Instructions to follow
Could you reproduce every one of the records below word for word, with nothing changed?

[Entries drawn from a collection]
++++++++++
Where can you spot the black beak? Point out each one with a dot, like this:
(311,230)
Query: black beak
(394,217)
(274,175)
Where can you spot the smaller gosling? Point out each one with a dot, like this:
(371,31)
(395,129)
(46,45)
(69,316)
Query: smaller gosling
++++++++++
Answer to this problem
Where can you spot the black beak? Point out each one with a dot, like this:
(311,230)
Query: black beak
(394,217)
(274,175)
Where can you spot the smaller gosling? Point out each one with a dot, like this:
(371,31)
(395,129)
(46,45)
(69,316)
Query: smaller gosling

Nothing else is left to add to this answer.